Object point labels
※
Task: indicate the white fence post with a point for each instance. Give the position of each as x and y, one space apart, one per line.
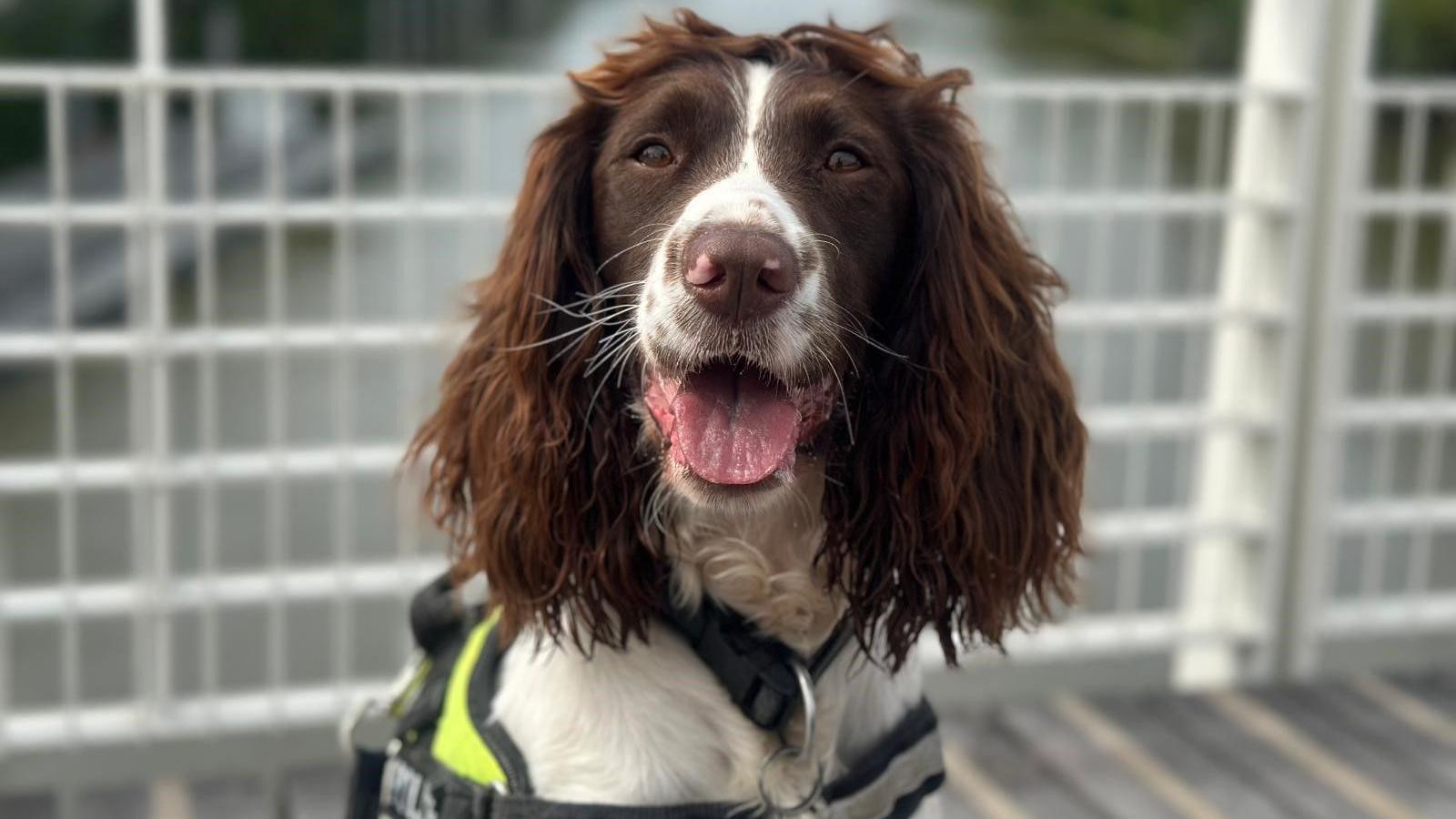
150 318
1349 123
1228 581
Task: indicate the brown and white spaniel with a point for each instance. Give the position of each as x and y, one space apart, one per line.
763 329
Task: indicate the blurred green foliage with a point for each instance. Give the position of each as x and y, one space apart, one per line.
276 31
1417 36
1155 35
92 31
1414 36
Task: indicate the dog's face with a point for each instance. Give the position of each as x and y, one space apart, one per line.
756 213
734 259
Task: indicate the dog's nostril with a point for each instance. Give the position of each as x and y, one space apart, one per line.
775 278
705 271
739 273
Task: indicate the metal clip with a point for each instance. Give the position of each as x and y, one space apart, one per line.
804 749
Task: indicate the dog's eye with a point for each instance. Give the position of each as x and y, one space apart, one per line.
655 155
844 160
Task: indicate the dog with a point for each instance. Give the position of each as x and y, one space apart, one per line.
763 331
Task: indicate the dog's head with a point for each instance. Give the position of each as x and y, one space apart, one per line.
739 259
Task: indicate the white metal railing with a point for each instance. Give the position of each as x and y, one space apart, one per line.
258 445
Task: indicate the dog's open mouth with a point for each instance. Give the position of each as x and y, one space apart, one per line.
733 423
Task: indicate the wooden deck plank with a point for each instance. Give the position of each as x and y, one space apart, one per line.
1434 690
1416 713
1351 784
1111 739
1082 765
1014 767
1390 767
1416 742
1198 763
1296 793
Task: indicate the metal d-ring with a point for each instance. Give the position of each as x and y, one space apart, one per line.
805 748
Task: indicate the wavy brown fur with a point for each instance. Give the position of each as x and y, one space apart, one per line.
957 509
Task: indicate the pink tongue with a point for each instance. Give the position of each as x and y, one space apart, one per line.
732 429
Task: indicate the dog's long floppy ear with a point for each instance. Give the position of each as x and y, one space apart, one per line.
958 503
529 465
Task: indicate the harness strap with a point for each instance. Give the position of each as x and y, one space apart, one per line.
754 669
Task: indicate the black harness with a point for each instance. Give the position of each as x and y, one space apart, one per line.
400 773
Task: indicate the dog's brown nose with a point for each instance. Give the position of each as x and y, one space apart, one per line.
739 273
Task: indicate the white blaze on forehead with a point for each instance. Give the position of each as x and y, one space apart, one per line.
754 102
743 196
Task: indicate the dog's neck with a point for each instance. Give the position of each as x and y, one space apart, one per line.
761 561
※
REQUEST
Print the entries above exactly, taking out only the pictures.

EXERCISE OUTPUT
Task: indicate the white fence post with a point for each instance. Give the position of each as x and y, one space apart, one per line.
150 318
1349 123
1228 581
Task: indicate the brown and white spaniel with a point for each instance. Give the position of each as x and y, one space apart, one per line.
763 329
Task: indicate the blurred green foliage with a point for each instance. Give the position of each as x and y, one space apart, one per line.
276 31
1417 36
1155 35
92 31
1414 36
Task: indicate the dog's face with a point for each instance. Give the position of each as x and y, one space apart, one per line.
756 213
734 259
Task: indicate the dog's nostril with a point for each instance. Give the position of each as x and y, one space apart, one per line.
775 278
705 271
739 273
Task: indicate the metal clip with a point for each instance. Give the position of each as x and y, one space apart, one per line.
804 749
Task: indicate the dog's eye with a point for each instance. Give the position of each as x and y, one space apart, one per line.
655 155
844 160
Task: indicate the dog with a point for each instance. Give the position of each as x and y, one space apart, one per line.
763 331
Task: indicate the dog's head with a point for each instance. Give the position of each as x and y, one space apart, one per line.
739 259
Task: indicate the white metal railing with a point for each instance. Give the position of each as x and y, one space apart, one per line.
258 445
Task: indicate the dog's open mouth with a point for each instance. Give the position of each as x and y, one space apart, one per line.
733 423
Task: indicate the wooden deck plank with a point for each instance. Give the position of each as x and y, one space apart, one per line.
1434 690
1416 713
1351 784
1111 739
1082 765
1014 767
1390 767
1416 742
1198 763
1296 793
Task: indicate the metal d-ring with a point for each instance. Give the position of each as x and y, one space apart, one per line.
805 748
Task: indicate the wavy brown fur with a point for each instance. Give the position of each as x and y, one space apart, one per line.
957 509
Task: indicate the pink tongue with a point for each instance. Give the position of each as x and y, one space apart, one per line.
732 429
Task: indicate the dog's long floppy ear with a point for each instance. Give the position of each as x and y, one space apart, one per line.
958 503
529 465
Task: indicate the harness strap with a point for each instance. Give the position of each as x and y, one space apart, one per line.
754 669
Task: indicate the black harness with a point for each instance. Give the position of each as x and y, one space apart, one per line.
400 773
Task: indicate the dog's brown nose with a point for each instance. Give the position of each as x and y, one space apart, one per line.
739 273
Task: indicate the white blaze on forehead with a point for each instance. Give the position of each as x and y, one space apart, one per line.
754 102
743 196
Task: indicate the dog's neck with a point for each instance. Give the position of each as x and y, one space apart, one per line.
761 561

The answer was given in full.